═══ SOURCE EXTRACT ═══

Fumio Asakura (朝倉 文夫, Asakura Fumio) was a Western-style Japanese sculptor, known as the father of modern Japanese sculpture and referred to as the "Rodin of Japan". He was a prolific artist, and his work spanned the Meiji, Taishō, and Shōwa periods of Japanese history.

==Biography==
Asakura was born in 1883 and raised in the village of Asaji (now part of the city of Bungo-ōno) in Oita Prefecture in western Kyushu, Japan. He traveled to Tokyo to study art at Tokyo School of Fine Arts (東京美術学校, Tōkyō Bijutsu Gakkō), now the Tokyo University of the Arts, graduating from department of sculpture in 1907. He set up a studio in Tokyo's Yanaka neighborhood, and began his sculpting career, entering the annual Bunten competitions of the Japan Art Academy (日本芸術院, Nihon Geijutsu-in). He drew attention almost immediately, winning prizes for eight consecutive Bunten exhibitions, beginning in 1908 with second-place for his sculpture Yami (闇, or "Darkness") and in 1910 for Hakamori (墓守, or "The Gravekeeper"). He continued to create and exhibit Western-style sculptures, especially nudes, at the various official art exhibitions, and was also known for his portrait sculptures of notable people, such as of Shigenobu Okuma.

═══ DATA PROVIDED ═══

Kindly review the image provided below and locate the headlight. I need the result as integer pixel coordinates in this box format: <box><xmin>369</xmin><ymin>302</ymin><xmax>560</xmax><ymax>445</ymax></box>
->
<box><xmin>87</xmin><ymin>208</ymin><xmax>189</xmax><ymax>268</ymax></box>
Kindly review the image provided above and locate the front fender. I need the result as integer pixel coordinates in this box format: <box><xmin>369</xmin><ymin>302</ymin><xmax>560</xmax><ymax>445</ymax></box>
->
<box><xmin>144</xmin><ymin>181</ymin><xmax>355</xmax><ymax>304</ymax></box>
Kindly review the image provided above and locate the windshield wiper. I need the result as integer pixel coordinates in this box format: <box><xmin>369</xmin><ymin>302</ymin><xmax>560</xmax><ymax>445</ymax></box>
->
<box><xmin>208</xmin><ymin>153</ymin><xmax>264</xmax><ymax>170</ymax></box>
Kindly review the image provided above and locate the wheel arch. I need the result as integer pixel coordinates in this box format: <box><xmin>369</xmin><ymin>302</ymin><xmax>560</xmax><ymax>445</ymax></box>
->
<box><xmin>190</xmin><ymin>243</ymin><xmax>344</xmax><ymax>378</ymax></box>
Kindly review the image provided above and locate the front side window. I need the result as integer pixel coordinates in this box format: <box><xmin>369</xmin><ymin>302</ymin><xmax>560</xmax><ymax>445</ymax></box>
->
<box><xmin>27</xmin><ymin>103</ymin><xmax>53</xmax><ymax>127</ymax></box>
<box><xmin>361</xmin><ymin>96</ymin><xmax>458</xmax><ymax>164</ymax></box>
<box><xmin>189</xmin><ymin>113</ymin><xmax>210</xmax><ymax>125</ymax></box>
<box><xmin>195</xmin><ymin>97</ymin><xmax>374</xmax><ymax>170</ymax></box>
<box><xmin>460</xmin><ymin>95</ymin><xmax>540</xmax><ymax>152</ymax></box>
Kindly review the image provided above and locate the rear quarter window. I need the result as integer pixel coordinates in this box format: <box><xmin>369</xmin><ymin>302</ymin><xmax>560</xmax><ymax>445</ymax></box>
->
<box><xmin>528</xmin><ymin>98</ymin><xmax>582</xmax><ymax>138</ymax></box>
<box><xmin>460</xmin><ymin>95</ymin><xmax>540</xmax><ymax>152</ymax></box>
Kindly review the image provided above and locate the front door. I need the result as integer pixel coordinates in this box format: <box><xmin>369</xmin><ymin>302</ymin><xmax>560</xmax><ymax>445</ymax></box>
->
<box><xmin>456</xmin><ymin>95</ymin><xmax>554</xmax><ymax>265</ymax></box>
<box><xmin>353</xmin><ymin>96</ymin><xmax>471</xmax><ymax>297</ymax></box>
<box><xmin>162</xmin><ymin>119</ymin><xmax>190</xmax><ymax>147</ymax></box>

═══

• ASSIGNMENT 1
Restate word for word the stretch of the Fumio Asakura text from "Fumio Asakura (朝倉" through "of Japanese history.".
• ASSIGNMENT 2
Which years does the Fumio Asakura text mention?
• ASSIGNMENT 3
Continue the Fumio Asakura text from where it stops.
The data has no role in any of this.

• RESPONSE BOX 1
Fumio Asakura (朝倉 文夫, Asakura Fumio) was a Western-style Japanese sculptor, known as the father of modern Japanese sculpture and referred to as the "Rodin of Japan". He was a prolific artist, and his work spanned the Meiji, Taishō, and Shōwa periods of Japanese history.

• RESPONSE BOX 2
1883, 1907, 1908, 1910

• RESPONSE BOX 3
He was appointed to the Imperial Fine Arts Academy (Teikoku Bijutsu-in, now the Japan Art Academy) in 1919 and became a professor of his alma mater, Tokyo School of Fine Arts, in 1921, training many young sculptors there and at his own Asakura Choso Juku ("Asakura School of Plastic Arts") from 1920 to 1944. He was awarded the Order of Culture in 1948.

His daughters Setsu Asakura (朝倉摂, 1922-2014) and Kyokō Asakura (朝倉響子, 1925-2016) became artists in their own right. Setsu became a painter and stage designer, and Kyoko became a sculptor. "[Kyoko] Asakura's subjects are typically women. Her bronze sculptures are moving and poetic, with a striking intensity."

Asakura died in 1964 in Tokyo, aged 81.

==Works==
According to Penelope Mason's History of Japanese Art:
One theme that Asakura frequently treated was the feline form – the cat being held by the scruff of the neck; the cat crouching, lying in wait for its prey; the cat eating its catch. The Suspended Cat of 1909 is a particularly fine example of his work. Although the modeling of the sculpture is strongly three-dimensional, the most impressive aspect of this work is its fidelity to an observed phenomenon. One senses the cat's discomfort and its frustration as it dangles in midair, one cannot help but appreciate it sleek, muscular body.

===At the National Museum of Modern Art, Tokyo===
- Man from a Mountain, 1909
- Keeper of a Cemetery, 1910
- Aborigines from Borneo (1), 1911
- Aborigines from Borneo (2)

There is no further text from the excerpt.